**WORK TO BE COMPLETED:** Return all lines below containing the word "monitor".

◆ ◆ ◆ ◆ ◆

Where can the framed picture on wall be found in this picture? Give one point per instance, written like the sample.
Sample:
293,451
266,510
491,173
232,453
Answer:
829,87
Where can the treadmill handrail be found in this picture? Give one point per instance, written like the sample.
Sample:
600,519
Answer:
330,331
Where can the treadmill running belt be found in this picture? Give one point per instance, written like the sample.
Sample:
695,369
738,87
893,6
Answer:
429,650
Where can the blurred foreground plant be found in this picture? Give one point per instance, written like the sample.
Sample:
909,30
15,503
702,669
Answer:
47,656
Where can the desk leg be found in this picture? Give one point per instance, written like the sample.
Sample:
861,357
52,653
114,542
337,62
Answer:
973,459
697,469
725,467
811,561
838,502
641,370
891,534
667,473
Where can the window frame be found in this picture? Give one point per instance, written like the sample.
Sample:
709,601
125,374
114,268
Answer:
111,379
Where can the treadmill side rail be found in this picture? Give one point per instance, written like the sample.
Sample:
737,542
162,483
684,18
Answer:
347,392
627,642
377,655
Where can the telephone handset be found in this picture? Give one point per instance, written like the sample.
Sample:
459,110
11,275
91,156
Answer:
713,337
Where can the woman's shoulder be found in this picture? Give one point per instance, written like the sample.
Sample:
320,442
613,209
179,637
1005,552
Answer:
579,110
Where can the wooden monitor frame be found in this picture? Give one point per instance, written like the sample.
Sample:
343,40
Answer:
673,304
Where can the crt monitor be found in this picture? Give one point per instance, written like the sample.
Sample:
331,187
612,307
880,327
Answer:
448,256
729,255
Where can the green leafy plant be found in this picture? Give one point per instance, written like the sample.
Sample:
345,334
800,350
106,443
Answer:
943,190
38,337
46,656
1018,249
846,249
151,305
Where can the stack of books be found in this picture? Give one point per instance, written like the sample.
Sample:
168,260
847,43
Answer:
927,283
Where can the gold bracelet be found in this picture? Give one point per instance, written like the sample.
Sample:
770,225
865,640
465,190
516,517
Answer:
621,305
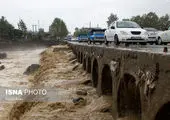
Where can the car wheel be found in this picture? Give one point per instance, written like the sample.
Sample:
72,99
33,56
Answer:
126,44
116,40
89,41
105,41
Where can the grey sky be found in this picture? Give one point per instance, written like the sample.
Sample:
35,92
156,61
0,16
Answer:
77,13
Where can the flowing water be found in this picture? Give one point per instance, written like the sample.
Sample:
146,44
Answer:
12,76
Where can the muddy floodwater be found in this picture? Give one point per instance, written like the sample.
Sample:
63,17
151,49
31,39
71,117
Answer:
16,63
12,76
60,71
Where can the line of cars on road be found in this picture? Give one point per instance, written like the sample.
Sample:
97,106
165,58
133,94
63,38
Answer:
127,32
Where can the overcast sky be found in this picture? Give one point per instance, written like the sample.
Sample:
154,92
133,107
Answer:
77,13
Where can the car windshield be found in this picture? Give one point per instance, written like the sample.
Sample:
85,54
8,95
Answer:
98,32
127,24
151,29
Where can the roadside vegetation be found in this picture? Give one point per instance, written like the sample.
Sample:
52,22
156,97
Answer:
57,31
150,19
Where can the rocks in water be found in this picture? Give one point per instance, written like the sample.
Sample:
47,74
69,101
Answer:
81,92
75,67
3,55
79,101
73,61
2,67
87,82
31,69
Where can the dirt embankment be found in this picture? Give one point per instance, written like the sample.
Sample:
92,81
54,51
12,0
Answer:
59,70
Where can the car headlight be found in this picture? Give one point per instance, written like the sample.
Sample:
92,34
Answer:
146,33
123,33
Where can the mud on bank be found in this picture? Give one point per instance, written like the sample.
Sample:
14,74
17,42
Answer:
59,70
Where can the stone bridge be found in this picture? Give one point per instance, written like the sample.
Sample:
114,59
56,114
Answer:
137,81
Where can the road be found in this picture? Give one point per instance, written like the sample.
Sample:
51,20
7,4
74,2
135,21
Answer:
143,48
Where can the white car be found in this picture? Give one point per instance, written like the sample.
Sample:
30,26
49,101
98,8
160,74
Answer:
164,37
126,32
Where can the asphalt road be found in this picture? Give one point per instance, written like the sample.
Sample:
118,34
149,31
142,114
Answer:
142,48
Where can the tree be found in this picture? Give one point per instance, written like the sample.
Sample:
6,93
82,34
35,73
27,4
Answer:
152,20
6,29
112,18
164,22
80,31
138,19
58,29
22,27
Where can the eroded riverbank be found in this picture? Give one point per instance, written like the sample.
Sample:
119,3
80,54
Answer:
60,70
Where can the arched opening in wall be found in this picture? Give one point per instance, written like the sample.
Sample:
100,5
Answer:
106,81
81,58
95,73
89,65
84,63
164,112
129,102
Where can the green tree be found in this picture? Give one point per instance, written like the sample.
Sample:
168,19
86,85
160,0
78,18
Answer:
138,19
164,22
6,29
58,29
80,31
22,27
152,20
112,18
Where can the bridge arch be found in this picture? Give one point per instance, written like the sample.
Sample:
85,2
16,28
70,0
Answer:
128,98
163,113
95,72
106,85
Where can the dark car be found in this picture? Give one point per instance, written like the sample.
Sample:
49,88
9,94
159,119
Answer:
96,35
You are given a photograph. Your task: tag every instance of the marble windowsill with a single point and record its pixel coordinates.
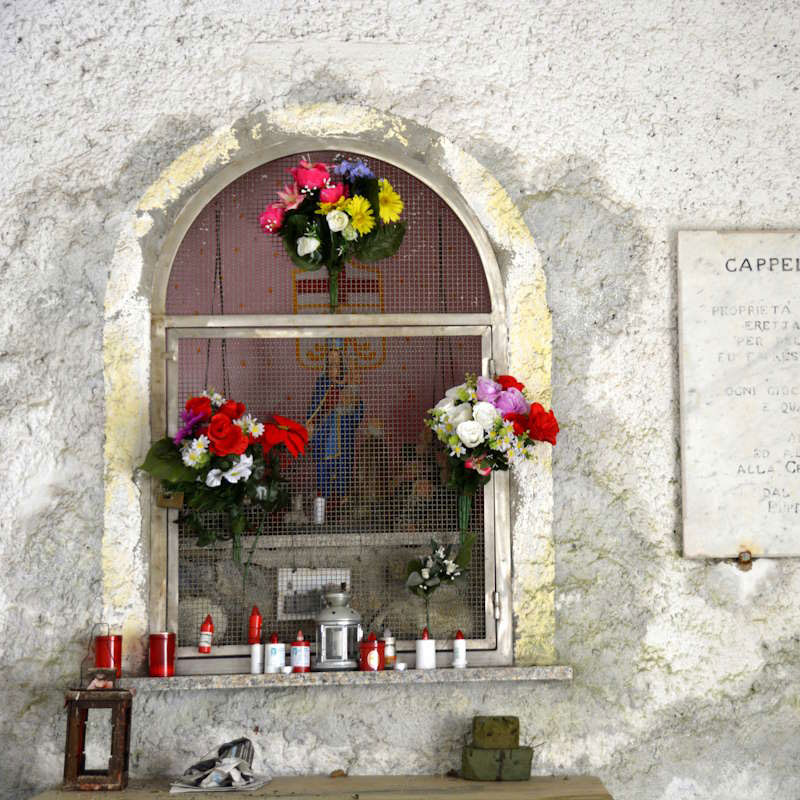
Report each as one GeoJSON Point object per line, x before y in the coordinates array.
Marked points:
{"type": "Point", "coordinates": [388, 678]}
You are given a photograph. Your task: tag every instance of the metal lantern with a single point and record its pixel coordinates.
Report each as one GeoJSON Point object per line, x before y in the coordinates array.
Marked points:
{"type": "Point", "coordinates": [338, 632]}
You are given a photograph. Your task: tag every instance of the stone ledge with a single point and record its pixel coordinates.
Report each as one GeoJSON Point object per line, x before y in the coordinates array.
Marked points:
{"type": "Point", "coordinates": [385, 787]}
{"type": "Point", "coordinates": [388, 678]}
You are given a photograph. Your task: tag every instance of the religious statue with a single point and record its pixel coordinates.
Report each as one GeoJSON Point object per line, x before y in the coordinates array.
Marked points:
{"type": "Point", "coordinates": [333, 419]}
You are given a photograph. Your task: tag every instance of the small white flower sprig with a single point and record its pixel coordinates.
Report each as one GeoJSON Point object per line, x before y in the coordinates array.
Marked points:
{"type": "Point", "coordinates": [484, 425]}
{"type": "Point", "coordinates": [441, 568]}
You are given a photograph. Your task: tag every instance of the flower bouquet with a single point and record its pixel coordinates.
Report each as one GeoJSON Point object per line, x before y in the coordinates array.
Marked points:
{"type": "Point", "coordinates": [332, 212]}
{"type": "Point", "coordinates": [223, 459]}
{"type": "Point", "coordinates": [483, 425]}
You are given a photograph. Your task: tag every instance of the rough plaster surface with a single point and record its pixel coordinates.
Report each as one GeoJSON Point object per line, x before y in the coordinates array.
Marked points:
{"type": "Point", "coordinates": [611, 126]}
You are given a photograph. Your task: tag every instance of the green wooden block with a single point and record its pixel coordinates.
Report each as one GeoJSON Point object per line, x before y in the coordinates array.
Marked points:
{"type": "Point", "coordinates": [497, 764]}
{"type": "Point", "coordinates": [495, 732]}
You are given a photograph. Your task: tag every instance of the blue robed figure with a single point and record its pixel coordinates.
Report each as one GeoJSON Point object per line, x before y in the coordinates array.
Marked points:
{"type": "Point", "coordinates": [333, 417]}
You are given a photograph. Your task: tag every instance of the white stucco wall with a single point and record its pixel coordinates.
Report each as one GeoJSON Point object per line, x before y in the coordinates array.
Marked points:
{"type": "Point", "coordinates": [611, 126]}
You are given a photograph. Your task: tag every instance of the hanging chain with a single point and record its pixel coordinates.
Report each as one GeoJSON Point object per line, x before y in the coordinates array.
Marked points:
{"type": "Point", "coordinates": [218, 283]}
{"type": "Point", "coordinates": [440, 346]}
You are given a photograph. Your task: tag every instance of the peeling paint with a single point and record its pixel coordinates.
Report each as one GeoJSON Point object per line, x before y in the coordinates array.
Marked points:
{"type": "Point", "coordinates": [332, 119]}
{"type": "Point", "coordinates": [188, 167]}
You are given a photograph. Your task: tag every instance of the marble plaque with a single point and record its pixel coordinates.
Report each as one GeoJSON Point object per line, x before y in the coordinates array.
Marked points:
{"type": "Point", "coordinates": [739, 321]}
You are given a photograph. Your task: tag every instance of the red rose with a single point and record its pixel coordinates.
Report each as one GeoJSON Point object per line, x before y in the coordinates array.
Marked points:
{"type": "Point", "coordinates": [282, 430]}
{"type": "Point", "coordinates": [509, 382]}
{"type": "Point", "coordinates": [225, 437]}
{"type": "Point", "coordinates": [199, 405]}
{"type": "Point", "coordinates": [542, 425]}
{"type": "Point", "coordinates": [232, 410]}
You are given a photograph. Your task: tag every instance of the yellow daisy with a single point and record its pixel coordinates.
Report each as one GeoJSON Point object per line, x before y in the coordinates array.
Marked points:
{"type": "Point", "coordinates": [360, 212]}
{"type": "Point", "coordinates": [390, 205]}
{"type": "Point", "coordinates": [324, 208]}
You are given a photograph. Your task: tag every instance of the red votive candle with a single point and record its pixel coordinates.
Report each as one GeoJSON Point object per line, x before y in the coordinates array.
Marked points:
{"type": "Point", "coordinates": [162, 655]}
{"type": "Point", "coordinates": [372, 654]}
{"type": "Point", "coordinates": [108, 652]}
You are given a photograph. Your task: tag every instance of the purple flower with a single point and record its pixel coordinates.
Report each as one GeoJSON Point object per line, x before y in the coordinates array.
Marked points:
{"type": "Point", "coordinates": [353, 169]}
{"type": "Point", "coordinates": [188, 421]}
{"type": "Point", "coordinates": [488, 390]}
{"type": "Point", "coordinates": [511, 401]}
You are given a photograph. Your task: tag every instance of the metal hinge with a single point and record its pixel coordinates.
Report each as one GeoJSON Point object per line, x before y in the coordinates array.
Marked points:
{"type": "Point", "coordinates": [496, 601]}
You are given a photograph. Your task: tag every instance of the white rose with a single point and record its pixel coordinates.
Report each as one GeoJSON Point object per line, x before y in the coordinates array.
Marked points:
{"type": "Point", "coordinates": [454, 391]}
{"type": "Point", "coordinates": [307, 245]}
{"type": "Point", "coordinates": [337, 220]}
{"type": "Point", "coordinates": [214, 478]}
{"type": "Point", "coordinates": [470, 433]}
{"type": "Point", "coordinates": [240, 470]}
{"type": "Point", "coordinates": [460, 413]}
{"type": "Point", "coordinates": [486, 414]}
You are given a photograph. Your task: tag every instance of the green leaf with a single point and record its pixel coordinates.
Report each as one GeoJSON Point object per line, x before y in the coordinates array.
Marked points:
{"type": "Point", "coordinates": [383, 242]}
{"type": "Point", "coordinates": [164, 461]}
{"type": "Point", "coordinates": [369, 188]}
{"type": "Point", "coordinates": [238, 522]}
{"type": "Point", "coordinates": [464, 556]}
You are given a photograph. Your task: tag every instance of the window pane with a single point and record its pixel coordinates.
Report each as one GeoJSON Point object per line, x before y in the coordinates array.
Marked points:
{"type": "Point", "coordinates": [372, 460]}
{"type": "Point", "coordinates": [436, 270]}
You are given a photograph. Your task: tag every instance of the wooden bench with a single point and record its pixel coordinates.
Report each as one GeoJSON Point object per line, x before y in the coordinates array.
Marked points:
{"type": "Point", "coordinates": [379, 787]}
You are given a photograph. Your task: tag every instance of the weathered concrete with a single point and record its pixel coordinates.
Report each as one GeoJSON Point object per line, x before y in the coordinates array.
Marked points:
{"type": "Point", "coordinates": [611, 127]}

◆ ◆ ◆ ◆ ◆

**OUTPUT FOR THIS TASK:**
Where can the wooden monitor frame be found in this picture? Give one point per instance, written like the sample.
Where can the crt monitor be found in this picture? Give one point per instance, written like the sample.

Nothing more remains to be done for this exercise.